> Records:
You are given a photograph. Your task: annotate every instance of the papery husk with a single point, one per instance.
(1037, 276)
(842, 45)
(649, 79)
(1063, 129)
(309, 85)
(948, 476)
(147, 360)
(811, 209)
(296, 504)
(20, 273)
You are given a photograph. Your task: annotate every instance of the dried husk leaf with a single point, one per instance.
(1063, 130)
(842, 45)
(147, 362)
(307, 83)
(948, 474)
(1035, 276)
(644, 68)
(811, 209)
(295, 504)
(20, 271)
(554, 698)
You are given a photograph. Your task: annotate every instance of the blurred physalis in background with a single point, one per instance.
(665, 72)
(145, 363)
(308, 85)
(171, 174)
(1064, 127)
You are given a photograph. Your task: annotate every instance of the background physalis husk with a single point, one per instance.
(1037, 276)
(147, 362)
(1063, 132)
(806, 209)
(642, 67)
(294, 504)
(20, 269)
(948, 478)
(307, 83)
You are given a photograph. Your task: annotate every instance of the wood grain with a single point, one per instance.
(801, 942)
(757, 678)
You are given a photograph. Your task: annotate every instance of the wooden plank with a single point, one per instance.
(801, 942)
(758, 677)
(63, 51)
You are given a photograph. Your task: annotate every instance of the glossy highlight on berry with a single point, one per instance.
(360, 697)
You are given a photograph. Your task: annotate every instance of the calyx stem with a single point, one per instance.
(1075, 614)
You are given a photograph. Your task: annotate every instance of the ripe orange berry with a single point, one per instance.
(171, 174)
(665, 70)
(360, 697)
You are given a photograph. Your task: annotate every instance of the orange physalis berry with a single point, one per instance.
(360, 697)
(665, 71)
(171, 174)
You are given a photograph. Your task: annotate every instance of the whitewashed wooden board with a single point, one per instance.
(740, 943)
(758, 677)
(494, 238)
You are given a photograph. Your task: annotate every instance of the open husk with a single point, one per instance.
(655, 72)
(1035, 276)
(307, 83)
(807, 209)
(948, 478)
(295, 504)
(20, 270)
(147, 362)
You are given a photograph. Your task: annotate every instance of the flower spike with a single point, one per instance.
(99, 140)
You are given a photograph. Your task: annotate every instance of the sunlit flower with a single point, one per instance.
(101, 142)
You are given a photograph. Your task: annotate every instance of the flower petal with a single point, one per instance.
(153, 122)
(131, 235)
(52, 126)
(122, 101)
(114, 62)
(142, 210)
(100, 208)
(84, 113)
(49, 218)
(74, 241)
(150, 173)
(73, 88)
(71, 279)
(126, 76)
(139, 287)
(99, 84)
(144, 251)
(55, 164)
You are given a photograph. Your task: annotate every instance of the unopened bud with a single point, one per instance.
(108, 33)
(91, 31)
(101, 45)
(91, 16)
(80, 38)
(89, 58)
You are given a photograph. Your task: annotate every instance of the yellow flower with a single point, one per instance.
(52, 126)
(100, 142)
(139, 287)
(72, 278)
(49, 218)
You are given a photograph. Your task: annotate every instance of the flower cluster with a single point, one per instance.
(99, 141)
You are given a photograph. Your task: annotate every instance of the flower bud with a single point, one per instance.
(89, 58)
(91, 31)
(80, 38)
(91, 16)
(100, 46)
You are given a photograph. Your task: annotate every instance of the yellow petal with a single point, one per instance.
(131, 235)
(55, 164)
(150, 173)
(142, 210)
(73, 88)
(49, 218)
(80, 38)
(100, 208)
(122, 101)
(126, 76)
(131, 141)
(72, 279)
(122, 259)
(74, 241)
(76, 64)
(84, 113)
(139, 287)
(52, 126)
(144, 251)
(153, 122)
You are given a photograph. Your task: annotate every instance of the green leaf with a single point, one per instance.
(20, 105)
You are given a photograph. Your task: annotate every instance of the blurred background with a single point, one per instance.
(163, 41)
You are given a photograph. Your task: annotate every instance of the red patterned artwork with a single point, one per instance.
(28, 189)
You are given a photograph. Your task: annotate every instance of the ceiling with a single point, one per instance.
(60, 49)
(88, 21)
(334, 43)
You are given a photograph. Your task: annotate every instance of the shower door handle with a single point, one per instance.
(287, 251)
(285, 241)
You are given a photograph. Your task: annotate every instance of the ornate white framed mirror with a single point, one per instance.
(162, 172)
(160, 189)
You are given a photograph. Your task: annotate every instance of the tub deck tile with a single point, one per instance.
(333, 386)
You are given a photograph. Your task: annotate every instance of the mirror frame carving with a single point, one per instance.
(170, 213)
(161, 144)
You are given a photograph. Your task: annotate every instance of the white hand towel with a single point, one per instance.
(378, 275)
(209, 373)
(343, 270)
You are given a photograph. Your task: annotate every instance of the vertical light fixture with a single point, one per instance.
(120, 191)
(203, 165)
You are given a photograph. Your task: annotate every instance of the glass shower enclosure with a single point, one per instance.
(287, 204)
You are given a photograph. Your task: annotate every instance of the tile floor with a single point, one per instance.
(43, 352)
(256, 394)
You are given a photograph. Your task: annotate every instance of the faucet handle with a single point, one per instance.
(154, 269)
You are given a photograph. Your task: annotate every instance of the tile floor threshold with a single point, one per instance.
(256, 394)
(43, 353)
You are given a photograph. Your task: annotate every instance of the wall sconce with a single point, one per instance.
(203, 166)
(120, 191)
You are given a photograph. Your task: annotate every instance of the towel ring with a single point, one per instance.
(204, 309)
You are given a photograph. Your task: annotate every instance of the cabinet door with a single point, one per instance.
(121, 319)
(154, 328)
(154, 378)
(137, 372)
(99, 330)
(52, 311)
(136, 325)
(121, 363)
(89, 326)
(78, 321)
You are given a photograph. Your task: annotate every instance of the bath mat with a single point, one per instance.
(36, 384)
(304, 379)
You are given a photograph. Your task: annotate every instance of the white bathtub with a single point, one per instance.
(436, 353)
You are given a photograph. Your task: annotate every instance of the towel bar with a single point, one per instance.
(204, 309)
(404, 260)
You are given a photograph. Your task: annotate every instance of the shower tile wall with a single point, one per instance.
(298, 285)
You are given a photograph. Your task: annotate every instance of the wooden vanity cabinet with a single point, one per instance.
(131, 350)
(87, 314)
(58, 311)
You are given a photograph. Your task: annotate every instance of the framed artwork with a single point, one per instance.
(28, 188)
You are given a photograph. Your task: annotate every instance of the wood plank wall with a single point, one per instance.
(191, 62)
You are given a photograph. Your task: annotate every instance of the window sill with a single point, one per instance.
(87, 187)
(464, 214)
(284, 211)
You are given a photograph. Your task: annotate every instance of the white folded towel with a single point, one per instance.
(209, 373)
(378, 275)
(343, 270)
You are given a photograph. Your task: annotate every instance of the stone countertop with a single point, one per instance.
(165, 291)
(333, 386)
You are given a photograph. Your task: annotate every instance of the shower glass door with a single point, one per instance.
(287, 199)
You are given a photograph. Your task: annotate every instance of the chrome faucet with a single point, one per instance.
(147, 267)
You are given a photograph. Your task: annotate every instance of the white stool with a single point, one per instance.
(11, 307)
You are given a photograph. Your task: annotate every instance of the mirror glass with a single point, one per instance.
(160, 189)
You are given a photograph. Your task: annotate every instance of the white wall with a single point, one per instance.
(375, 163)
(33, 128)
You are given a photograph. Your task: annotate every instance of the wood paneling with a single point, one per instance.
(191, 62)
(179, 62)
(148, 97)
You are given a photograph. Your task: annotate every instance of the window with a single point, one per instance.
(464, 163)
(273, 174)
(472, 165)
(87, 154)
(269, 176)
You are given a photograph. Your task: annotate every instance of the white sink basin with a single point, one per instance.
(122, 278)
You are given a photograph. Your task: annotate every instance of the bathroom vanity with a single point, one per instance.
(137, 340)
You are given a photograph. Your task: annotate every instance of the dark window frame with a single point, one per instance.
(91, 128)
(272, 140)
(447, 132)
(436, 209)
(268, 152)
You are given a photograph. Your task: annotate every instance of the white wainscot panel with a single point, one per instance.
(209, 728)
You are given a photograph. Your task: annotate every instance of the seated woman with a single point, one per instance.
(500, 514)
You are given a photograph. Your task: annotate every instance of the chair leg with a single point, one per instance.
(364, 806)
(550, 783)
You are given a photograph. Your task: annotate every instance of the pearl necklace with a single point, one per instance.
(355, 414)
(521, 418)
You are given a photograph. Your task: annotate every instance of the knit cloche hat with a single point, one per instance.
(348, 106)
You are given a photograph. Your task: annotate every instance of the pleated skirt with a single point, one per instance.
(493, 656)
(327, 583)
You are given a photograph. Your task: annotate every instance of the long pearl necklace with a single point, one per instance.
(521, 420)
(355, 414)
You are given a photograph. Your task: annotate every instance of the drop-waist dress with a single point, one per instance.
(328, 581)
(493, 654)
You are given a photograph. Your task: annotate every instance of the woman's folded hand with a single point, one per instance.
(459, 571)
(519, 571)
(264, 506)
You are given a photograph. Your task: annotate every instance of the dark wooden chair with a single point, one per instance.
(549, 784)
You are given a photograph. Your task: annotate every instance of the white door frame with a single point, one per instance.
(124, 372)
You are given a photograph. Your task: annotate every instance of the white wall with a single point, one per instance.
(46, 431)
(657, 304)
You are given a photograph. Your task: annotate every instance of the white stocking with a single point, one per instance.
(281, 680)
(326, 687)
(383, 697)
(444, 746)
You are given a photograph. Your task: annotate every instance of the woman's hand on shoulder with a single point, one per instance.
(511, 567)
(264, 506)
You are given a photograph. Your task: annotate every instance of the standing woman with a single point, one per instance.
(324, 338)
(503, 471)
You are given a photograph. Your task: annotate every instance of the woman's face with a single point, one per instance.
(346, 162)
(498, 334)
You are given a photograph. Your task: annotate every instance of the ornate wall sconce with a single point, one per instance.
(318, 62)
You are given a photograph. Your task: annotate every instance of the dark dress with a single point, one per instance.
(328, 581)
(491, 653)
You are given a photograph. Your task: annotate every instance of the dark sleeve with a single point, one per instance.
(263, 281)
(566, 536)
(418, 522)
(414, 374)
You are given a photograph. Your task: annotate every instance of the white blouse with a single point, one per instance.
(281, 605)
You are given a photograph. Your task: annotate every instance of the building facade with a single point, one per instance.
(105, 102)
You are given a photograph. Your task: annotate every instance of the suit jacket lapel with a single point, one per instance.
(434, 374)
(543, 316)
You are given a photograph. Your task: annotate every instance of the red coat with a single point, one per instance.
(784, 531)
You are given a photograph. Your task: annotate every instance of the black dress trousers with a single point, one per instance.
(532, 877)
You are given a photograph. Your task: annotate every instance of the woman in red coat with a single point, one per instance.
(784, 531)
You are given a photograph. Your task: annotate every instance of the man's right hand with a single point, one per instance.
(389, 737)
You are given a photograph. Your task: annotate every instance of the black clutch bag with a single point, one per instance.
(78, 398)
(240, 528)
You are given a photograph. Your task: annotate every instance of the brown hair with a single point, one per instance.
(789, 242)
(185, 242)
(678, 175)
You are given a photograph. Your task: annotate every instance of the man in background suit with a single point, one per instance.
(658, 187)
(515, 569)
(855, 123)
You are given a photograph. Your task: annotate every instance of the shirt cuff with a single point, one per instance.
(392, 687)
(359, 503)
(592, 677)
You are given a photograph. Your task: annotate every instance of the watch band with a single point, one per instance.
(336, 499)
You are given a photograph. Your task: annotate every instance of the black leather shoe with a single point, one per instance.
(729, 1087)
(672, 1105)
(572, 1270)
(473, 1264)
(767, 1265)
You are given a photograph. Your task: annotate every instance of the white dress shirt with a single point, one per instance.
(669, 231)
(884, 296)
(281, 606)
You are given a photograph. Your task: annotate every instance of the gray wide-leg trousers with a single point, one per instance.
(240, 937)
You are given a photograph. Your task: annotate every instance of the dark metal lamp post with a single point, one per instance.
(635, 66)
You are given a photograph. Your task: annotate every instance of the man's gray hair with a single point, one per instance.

> Challenge:
Return, word for word, the lines of the records starting with the line that contains "post with a single point, one per instance." and going on through the last line of the records, both ends included.

> Written reply:
You are given a photograph. Your task: annotate every instance of the dark metal lamp post with a single point, one per instance.
(635, 66)
You are given a photograph. Your task: annotate every instance of the man's gray hair with a single point, one per instance.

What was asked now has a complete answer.